──────── Dataset excerpts ────────

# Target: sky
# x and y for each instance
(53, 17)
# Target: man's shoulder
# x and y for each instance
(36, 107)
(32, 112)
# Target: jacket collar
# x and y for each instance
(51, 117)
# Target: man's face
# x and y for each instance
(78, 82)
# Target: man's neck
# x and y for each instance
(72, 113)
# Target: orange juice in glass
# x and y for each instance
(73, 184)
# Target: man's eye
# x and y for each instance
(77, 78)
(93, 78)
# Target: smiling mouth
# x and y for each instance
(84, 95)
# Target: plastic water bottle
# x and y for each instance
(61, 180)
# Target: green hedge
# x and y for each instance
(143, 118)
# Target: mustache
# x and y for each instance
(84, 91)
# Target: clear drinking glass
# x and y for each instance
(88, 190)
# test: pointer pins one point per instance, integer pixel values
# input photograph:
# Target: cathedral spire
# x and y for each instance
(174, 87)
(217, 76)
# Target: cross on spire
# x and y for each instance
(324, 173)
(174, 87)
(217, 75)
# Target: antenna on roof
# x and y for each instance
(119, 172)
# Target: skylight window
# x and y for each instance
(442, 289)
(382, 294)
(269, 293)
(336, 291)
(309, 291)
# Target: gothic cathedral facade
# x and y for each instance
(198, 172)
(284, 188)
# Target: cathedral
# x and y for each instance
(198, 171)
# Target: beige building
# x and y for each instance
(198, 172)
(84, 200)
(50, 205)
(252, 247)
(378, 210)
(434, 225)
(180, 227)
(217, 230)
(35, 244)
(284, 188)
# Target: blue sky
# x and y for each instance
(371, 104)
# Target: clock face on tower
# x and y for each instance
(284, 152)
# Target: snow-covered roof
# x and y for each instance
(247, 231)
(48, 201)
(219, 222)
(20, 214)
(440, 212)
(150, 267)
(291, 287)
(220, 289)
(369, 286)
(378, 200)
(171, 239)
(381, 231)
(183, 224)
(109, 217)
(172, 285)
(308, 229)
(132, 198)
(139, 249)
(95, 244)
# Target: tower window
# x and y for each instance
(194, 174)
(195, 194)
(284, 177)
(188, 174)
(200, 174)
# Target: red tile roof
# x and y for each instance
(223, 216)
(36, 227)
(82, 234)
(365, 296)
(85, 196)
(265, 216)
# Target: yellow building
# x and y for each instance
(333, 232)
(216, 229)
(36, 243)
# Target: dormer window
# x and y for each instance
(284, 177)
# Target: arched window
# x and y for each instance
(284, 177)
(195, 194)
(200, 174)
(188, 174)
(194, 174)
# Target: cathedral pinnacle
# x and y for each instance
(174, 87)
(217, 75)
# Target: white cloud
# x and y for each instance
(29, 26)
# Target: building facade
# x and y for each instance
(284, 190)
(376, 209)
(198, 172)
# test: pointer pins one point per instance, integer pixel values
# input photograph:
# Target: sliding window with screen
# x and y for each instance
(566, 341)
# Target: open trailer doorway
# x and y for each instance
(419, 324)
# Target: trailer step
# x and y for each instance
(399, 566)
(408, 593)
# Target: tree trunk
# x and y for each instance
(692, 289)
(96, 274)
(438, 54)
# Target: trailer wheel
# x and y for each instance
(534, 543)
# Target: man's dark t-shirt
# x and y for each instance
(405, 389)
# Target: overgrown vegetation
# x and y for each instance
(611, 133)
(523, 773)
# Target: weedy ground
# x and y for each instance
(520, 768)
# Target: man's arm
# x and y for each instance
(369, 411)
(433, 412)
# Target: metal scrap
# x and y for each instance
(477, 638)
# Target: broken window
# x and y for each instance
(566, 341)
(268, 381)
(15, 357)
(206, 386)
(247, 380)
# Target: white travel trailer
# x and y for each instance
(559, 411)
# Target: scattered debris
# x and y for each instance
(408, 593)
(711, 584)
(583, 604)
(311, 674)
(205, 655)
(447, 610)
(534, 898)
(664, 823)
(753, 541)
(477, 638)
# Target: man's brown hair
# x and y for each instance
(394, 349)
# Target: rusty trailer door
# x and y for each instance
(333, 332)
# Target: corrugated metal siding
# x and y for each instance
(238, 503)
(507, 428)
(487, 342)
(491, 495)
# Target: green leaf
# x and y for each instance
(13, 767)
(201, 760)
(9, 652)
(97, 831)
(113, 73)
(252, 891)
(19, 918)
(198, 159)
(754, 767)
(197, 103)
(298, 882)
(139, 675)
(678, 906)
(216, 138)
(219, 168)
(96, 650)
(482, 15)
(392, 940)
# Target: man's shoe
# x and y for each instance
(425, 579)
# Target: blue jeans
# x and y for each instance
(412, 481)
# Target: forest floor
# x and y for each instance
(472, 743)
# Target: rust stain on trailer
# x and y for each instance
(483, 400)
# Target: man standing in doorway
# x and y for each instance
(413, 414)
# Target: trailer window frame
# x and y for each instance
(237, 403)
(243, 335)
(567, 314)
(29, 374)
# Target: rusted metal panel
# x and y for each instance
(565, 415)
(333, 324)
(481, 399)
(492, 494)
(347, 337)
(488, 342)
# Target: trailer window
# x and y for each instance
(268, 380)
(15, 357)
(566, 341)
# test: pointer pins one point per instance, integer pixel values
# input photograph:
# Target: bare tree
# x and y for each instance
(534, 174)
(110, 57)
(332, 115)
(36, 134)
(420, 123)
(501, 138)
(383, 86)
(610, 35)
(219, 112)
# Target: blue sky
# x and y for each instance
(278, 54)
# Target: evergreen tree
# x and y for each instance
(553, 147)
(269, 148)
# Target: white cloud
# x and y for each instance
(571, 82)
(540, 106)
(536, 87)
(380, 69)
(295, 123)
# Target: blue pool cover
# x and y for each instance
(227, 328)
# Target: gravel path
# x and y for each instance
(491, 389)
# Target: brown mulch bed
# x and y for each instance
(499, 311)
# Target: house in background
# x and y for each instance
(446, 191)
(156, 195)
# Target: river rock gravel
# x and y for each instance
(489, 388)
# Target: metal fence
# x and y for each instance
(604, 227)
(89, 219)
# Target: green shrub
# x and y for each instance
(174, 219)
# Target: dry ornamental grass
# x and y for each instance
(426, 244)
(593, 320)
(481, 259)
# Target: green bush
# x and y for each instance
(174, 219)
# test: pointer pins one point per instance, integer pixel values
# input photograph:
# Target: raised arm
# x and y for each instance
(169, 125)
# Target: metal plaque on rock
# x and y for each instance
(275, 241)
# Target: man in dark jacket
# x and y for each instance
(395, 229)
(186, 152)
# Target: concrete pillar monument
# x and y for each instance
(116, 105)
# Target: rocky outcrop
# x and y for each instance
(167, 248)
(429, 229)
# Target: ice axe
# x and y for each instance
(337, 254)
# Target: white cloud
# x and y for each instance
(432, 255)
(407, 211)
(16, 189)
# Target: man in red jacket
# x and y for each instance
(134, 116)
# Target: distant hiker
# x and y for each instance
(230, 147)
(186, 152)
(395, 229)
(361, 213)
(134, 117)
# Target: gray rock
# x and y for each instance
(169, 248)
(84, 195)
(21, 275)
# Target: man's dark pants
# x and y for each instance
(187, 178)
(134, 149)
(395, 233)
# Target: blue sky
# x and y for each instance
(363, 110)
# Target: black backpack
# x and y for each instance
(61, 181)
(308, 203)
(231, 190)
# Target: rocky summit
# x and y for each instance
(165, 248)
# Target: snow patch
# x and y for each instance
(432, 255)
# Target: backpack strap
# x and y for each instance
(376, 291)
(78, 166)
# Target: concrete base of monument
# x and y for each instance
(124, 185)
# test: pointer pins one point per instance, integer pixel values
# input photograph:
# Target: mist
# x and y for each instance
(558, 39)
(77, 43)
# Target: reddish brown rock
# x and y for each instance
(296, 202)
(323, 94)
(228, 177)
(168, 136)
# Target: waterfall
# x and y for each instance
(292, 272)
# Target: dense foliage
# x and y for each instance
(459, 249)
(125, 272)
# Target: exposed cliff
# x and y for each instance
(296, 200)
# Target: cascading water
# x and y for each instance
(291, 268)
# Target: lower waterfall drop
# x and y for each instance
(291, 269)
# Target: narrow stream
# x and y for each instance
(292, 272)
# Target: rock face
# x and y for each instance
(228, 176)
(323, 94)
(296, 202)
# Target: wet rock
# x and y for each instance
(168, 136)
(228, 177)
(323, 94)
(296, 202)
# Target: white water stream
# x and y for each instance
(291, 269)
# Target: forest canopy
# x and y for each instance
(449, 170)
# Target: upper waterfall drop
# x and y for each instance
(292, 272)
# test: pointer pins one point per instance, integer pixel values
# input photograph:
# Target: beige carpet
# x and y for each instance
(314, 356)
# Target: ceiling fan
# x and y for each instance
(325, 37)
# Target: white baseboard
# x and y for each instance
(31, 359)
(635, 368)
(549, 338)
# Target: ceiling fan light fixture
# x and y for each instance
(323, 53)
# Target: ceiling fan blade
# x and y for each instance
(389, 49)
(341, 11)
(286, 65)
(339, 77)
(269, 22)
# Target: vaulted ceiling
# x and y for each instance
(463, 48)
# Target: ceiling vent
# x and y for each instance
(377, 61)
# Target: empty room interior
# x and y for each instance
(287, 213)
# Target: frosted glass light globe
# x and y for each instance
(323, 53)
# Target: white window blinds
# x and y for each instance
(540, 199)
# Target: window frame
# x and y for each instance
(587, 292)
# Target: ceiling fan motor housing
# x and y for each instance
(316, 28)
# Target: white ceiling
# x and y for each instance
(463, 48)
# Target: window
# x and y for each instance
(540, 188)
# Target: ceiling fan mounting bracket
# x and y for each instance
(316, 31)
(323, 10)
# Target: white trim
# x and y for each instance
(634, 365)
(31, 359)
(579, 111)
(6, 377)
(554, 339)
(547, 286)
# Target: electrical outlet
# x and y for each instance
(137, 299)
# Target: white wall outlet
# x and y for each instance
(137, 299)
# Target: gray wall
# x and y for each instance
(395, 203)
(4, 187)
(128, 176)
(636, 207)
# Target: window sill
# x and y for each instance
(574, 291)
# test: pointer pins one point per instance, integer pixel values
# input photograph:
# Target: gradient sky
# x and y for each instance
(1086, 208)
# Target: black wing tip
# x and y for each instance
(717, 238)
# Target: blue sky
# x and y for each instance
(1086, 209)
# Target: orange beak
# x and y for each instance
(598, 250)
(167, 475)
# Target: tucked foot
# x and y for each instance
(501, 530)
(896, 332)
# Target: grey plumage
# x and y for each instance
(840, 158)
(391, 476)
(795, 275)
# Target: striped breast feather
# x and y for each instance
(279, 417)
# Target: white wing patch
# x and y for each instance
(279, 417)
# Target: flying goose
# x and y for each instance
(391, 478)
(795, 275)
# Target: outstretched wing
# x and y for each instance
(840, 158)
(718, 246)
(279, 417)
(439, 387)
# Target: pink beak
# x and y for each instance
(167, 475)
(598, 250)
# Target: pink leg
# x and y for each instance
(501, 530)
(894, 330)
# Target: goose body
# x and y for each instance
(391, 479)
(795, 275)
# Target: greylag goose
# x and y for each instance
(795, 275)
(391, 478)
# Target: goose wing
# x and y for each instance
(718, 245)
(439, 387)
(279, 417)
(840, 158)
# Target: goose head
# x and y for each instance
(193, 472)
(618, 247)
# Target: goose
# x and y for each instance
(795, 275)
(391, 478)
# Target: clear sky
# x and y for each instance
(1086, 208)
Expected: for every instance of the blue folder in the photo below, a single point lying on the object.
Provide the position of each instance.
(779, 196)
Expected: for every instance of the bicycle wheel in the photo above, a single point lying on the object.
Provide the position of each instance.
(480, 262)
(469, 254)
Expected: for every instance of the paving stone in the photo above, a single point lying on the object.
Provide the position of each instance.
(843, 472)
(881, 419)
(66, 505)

────────

Exercise prompt: Give again only the lines of the material above that run from the one with "# Target: flying goose" through the end, both included, exactly as they appear.

Full solution:
# Target: flying goose
# x and y for each instance
(391, 478)
(795, 275)
# Target: outstretched wing
# x and y for each instance
(840, 158)
(718, 246)
(279, 417)
(439, 387)
# Target: pink beak
# x and y for each instance
(167, 475)
(598, 250)
# Target: pink leg
# x and y for each instance
(501, 530)
(894, 330)
# Target: goose body
# x and y for each instance
(391, 479)
(795, 275)
# Target: greylag goose
# x and y for each instance
(795, 275)
(391, 478)
# Target: goose wing
# x and y for each instance
(718, 245)
(439, 387)
(279, 417)
(840, 158)
# Target: goose head
# x and y for each instance
(193, 472)
(618, 247)
# Target: goose
# x and y for each instance
(795, 275)
(391, 478)
# Target: clear sky
# x and y for each instance
(1086, 208)
Expected: for every instance of the blue folder in the photo below, a single point lying on the object.
Provide the position of each instance.
(779, 196)
Expected: for every instance of the bicycle wheel in the photo above, a single point lying on the object.
Provide the position of each instance.
(480, 262)
(469, 254)
Expected: for every instance of the paving stone in the photo above, a single point lying on the object.
Provide the position of each instance.
(843, 472)
(881, 419)
(66, 505)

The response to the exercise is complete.